- Written task
Continue the statutory passage on incorporated societies, starting after its final sentence.

- Supplied passage
↓
If the Registrar is satisfied that a declaration of dissolution was made in error and should be revoked, the Registrar may make a declaration (a declaration of revocation) that the declaration of dissolution is revoked.

(5)

The Registrar must ensure that, as soon as practicable after it is made, the declaration of revocation is—

(a)

recorded in the register; and

(b)

published—

(i)

in the Gazette; and

(ii)

on an Internet site maintained by, or on behalf of, the Registrar, at all reasonable times, for a period of not less than 20 working days.

(6)

At the time the declaration of revocation is recorded in the register the society is revived, as if no dissolution had taken place, with effect from the time that the society was dissolved.

Section 28: replaced, on 7 July 2010, by section 4 of the Incorporated Societies Amendment Act 2010 (2010 No 68).

29 Corporate body may become member of society

Any corporate body, whether incorporated under this Act or in any other manner, may be a member of a society incorporated under this Act, unless the purposes for which the society is established are ultra vires of the said corporate body.
↑
- Extracted information
↓
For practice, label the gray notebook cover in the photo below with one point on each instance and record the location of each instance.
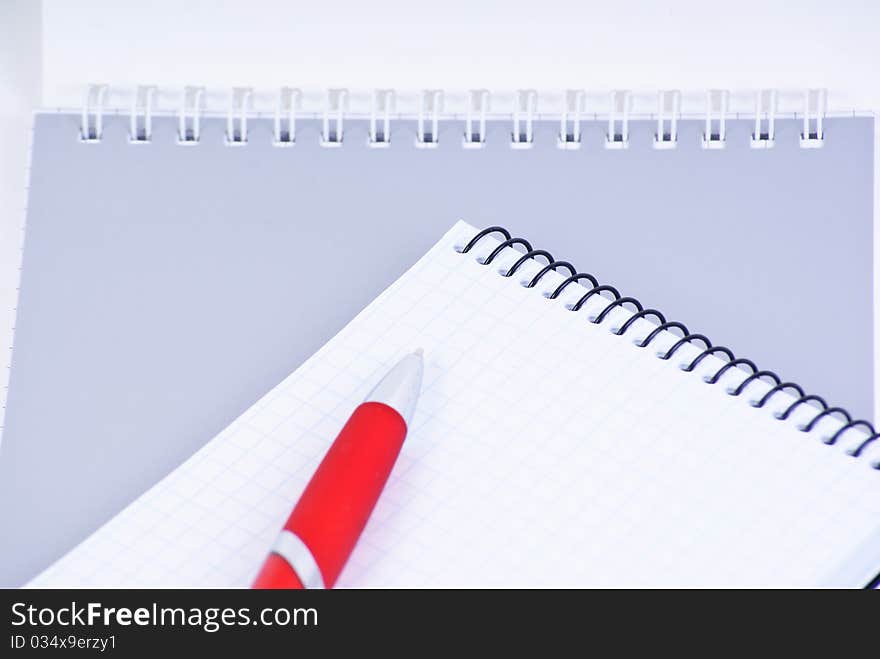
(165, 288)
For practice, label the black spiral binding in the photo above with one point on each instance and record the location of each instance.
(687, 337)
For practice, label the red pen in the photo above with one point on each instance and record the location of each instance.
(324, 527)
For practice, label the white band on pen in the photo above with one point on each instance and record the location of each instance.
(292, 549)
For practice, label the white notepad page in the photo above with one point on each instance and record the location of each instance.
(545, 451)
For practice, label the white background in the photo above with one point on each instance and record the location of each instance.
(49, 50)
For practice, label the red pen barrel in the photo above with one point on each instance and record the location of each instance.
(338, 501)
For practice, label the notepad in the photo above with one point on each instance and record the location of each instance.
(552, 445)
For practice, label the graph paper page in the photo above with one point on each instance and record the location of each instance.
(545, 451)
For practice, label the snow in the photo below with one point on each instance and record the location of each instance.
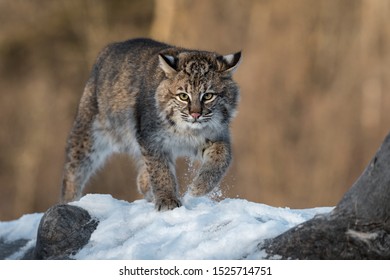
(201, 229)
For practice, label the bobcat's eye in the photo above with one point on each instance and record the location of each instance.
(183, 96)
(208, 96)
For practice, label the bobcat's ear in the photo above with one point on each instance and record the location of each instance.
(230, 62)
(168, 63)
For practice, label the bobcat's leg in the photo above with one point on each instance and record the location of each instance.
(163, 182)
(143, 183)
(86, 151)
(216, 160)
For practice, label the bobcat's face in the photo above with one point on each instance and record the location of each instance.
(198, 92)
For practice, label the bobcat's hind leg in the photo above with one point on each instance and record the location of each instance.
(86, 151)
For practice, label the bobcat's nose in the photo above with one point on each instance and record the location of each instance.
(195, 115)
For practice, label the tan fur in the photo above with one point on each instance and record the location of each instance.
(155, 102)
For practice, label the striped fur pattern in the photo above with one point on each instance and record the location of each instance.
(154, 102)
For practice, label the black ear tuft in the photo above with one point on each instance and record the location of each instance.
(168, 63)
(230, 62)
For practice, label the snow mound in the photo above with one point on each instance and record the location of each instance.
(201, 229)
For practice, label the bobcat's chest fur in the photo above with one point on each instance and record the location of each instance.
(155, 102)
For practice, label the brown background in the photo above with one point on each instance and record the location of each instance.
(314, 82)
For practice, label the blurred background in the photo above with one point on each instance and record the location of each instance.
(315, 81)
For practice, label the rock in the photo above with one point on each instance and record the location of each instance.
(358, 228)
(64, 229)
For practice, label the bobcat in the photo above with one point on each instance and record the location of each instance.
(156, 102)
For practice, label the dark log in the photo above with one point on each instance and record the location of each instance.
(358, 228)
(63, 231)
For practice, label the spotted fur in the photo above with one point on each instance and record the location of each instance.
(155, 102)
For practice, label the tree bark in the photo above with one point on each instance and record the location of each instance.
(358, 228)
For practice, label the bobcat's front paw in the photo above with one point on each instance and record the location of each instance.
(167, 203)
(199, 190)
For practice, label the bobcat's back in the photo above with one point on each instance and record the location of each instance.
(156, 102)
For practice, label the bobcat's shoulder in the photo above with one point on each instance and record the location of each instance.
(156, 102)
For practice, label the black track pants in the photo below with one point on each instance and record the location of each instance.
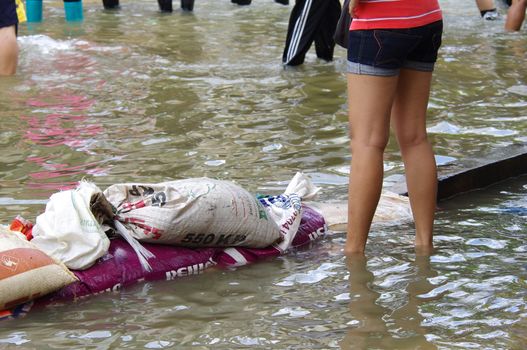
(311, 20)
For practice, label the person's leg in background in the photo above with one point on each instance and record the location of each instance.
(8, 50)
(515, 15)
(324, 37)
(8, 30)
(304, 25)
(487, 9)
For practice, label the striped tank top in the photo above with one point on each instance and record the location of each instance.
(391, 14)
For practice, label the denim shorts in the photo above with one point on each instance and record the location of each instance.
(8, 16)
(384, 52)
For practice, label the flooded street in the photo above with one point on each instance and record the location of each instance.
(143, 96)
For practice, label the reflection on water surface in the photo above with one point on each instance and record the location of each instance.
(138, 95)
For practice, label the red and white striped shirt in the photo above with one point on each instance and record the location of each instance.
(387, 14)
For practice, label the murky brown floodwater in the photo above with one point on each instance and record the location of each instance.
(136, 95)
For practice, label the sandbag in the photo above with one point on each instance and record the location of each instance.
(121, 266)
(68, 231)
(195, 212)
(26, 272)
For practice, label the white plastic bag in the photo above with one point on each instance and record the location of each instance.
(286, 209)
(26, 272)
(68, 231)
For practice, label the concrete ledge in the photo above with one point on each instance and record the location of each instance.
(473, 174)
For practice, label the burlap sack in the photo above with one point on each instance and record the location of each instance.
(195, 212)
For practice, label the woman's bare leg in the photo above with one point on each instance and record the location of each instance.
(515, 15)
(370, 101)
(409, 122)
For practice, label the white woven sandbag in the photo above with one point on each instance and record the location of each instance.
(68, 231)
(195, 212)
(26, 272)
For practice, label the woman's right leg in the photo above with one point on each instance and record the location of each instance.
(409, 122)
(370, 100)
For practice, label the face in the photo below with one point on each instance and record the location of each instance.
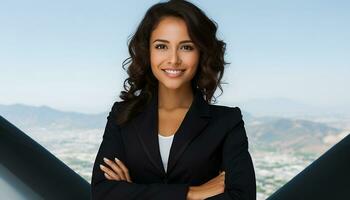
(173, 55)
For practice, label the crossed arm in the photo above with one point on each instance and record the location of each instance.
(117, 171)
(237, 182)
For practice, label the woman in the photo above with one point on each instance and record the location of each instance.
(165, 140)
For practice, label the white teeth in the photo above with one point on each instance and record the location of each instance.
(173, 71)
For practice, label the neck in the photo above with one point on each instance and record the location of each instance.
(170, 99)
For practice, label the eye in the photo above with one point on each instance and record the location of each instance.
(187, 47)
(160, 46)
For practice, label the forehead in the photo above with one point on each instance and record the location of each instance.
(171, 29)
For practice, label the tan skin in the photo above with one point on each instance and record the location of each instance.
↑
- Final answer
30 Pecuniary gain received by member of such corporate body

When any corporate body is a member of a society incorporated under this Act, any pecuniary gain received by any member of that corporate body shall be deemed for the purposes of this Act to be pecuniary gain received by a member of the society, and in respect of any such pecuniary gain every member of that corporate body shall be deemed to be a member of the society.

31 Corporate body to be equivalent to 3 members

In estimating—

(a)

the number of subscribers to the rules of a society for the purposes of section 4 or section 7, or to the rules of a branch or group of branches for the purposes of section 3 of the Incorporated Societies Amendment Act 1920; or

(b)

the number of members of a society for the purposes of section 4 or section 25 or of a branch for the purposes of section 2 or section 3 of the Incorporated Societies Amendment Act 1920—

every corporate body that is a subscriber or member shall be taken as the equivalent of 3 subscribers or 3 members, as the case may require.

Section 31: replaced, on 5 November 1971, by section 6 of the Incorporated Societies Amendment Act 1971 (1971 No 43).

32 Registrar

(1)

The Governor may from time to time appoint some person to be the Registrar of Incorporated Societies, and may, by Order in Council, make regulations, consistent with this Act, prescribing the duties and powers of the Registrar.

(2)

The Registrar so appointed may hold his or her office in conjunction with any other office which the Governor deems not incompatible therewith.

Section 32(1): amended, on 5 August 2013, by section 77(3) of the Legislation Act 2012 (2012 No 119).

33 Registrar to keep register of incorporated societies

(1)

The Registrar shall keep a register in which there shall be recorded all matters required by this Act or by any regulations to be recorded by the Registrar.

(1A)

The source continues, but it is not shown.